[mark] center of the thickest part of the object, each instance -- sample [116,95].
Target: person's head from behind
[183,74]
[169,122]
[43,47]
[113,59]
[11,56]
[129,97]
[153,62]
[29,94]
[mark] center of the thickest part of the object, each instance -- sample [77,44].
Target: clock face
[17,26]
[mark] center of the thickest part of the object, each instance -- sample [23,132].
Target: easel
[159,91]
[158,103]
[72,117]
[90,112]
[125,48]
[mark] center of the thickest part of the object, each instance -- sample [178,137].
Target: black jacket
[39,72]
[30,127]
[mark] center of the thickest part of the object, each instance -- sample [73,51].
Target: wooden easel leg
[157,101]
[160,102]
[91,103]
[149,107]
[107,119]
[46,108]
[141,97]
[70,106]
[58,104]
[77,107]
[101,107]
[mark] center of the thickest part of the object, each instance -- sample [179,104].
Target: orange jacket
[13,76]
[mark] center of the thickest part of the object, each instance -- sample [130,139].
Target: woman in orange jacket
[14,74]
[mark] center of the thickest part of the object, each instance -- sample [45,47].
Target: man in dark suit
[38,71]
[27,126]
· · · · ·
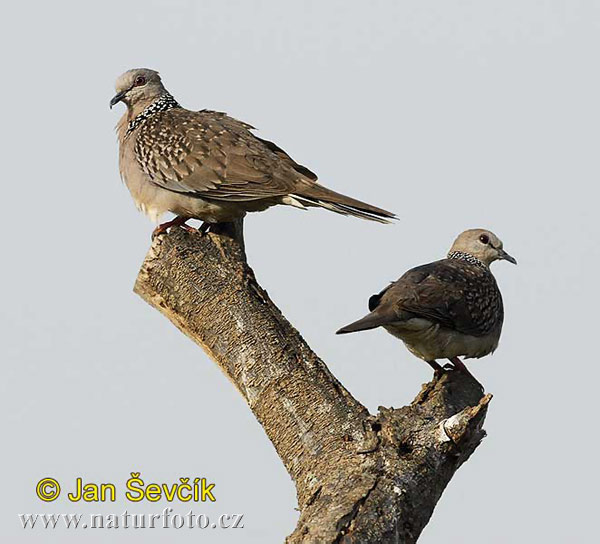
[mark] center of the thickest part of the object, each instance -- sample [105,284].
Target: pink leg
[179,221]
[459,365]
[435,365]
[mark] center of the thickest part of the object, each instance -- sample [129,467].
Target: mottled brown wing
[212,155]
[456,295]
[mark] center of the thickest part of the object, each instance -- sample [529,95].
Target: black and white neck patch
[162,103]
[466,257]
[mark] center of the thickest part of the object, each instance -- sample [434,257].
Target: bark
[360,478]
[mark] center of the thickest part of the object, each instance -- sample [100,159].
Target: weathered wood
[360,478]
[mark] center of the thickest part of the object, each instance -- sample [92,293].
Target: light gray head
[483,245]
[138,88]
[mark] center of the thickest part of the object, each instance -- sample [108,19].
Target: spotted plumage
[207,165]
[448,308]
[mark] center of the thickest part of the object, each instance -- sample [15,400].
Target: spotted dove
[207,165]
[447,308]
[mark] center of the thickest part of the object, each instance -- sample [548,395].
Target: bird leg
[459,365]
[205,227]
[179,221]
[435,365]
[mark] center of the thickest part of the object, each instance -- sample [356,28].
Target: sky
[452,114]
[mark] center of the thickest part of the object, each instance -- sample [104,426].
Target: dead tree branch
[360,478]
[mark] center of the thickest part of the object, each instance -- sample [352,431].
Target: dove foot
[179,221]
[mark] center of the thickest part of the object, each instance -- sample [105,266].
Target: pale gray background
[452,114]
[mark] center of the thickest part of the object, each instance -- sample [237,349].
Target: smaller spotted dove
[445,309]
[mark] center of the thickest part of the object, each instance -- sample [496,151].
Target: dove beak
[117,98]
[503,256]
· · · · ·
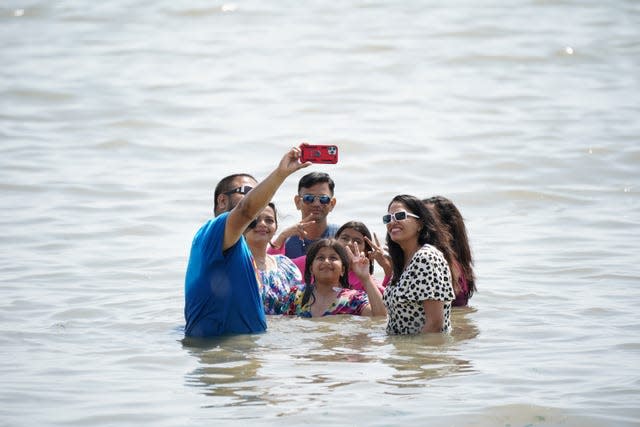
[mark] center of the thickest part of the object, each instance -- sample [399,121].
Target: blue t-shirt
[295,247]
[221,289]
· · · · ·
> REQUIRED WORK
Which rows above contain the word "dove"? Pull each of those rows together into a list.

> CORRECT ANSWER
Target: spotted dove
Target: dove foot
Target: smaller spotted dove
Target: dove beak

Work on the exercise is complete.